Penanggalan Hijriah 12 Rabiul Awwal atau lebih dikenal Maulid Nabi, merupakan peringatan hari kelahiran Nabi Muhammad SAW. Kata maulid berasal dari bahasa Arab, yang berarti hari lahir.
Sebelum wafatnya Nabi Muhammad, peringatan perayaan Maulid Nabi sudah berkembang di tengah masyarakat. Oleh sebab itu, peringatan Maulid Nabi merupakan wujud suka cita, kegembiraan dan penghormatan kepada Nabi Muhammad. Sejak itu, perayaan Maulid Nabi mulai berkembang di berbagai negara di dunia, termasuk Indonesia.
Maulid Nabi di Indonesia bermula dari tokoh pensyiar agama Islam, Wali Songo di Indonesia. Tahun 1404 M Wali Songo pertama kali melakukan peringatan Maulid Nabi. Makna dan tujuan Wali Songo merayakan Maulid Nabi adalah untuk menarik simpati dan hati masyarakat setempat saat itu untuk terpanggil memeluk agama Islam.

BARIS DATA
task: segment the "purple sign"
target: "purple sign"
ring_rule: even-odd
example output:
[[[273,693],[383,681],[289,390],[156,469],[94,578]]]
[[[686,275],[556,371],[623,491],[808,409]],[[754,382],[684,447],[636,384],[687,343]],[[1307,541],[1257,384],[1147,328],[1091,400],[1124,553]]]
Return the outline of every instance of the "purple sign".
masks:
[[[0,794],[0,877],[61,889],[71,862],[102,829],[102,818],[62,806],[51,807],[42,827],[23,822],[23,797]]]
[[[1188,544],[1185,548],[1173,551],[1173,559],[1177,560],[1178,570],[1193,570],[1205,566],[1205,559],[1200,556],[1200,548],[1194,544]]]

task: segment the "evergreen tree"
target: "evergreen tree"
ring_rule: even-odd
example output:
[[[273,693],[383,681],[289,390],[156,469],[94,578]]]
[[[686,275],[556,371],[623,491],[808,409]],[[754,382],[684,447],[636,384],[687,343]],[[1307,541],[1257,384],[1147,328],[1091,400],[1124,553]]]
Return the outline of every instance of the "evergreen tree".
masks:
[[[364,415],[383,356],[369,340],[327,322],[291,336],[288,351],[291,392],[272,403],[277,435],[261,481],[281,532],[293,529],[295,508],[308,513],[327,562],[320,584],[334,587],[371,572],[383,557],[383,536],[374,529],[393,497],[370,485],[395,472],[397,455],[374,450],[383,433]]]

TUGAS YANG DIKERJAKAN
[1] Menurut teks tentang Maulid Nabi, apa tujuan Wali Songo merayakan Maulid Nabi di Indonesia? Jelaskan dalam satu sampai tiga kalimat.
[2] Tentukan apakah setiap pernyataan berikut sesuai dengan teks tentang Maulid Nabi. Jawab "ya" atau "tidak", lalu kutip kata-kata penentunya dari teks: (a) Kata maulid berasal dari bahasa Arab dan berarti hari lahir. (b) Wali Songo pertama kali melakukan peringatan Maulid Nabi pada tahun 1404 M. (c) Maulid Nabi diperingati setiap tanggal 12 Rabiul Akhir.
[3] Teruskan teks tentang Maulid Nabi, dimulai setelah kalimat terakhirnya.

KUNCI JAWABAN LATIHAN
[1] Wali Songo merayakan Maulid Nabi untuk menarik simpati dan hati masyarakat setempat pada masa itu. Dengan cara tersebut, masyarakat diharapkan terpanggil untuk memeluk agama Islam.

[2]
(a) Ya: "Kata maulid berasal dari bahasa Arab, yang berarti hari lahir."
(b) Ya: "Tahun 1404 M Wali Songo pertama kali melakukan peringatan Maulid Nabi."
(c) Tidak: "Penanggalan Hijriah 12 Rabiul Awwal atau lebih dikenal Maulid Nabi"

[3]
Saat itu, Wali Songo melihat pengorbanan yang dilakukan Raja Hindu di Jawa. Dalam tradisi Hindu-Buddha pada masa itu, jika suatu daerah terkena bencana mereka akan melakukan pengorbanan berupa penyembelihan kerbau sebagai tolak bala. Kondisi ini yang kemudian mendorong Wali Songo memperkenalkan peringatan Maulid Nabi pada masyarakat setempat.
Itulah mengapa, Maulid Nabi juga disebut sebagai perayaan Syahadatain, atau yang secara umum dikenal dengan istilah Sekaten. Syahadatain adalah kesaksian dan pengakuan bahwa Allah merupakan satu-satunya Tuhan yang wajib disembah dan Nabi Muhammad adalah utusan Rasul Allah.
Lebih lanjut, dari berbagai macam versi, pada dasarnya sekaten dapat dipahami sebagai upacara dan ritual penabuhan gamelan yang diselenggarakan oleh Keraton Yogyakarta dan Surakarta untuk memperingati Hari Kelahiran Nabi Muhammad SAW. Sampai saat ini, Sekaten masih diselenggarakan di beberapa kota, salah satunya Yogyakarta dan Surakarta. (aro)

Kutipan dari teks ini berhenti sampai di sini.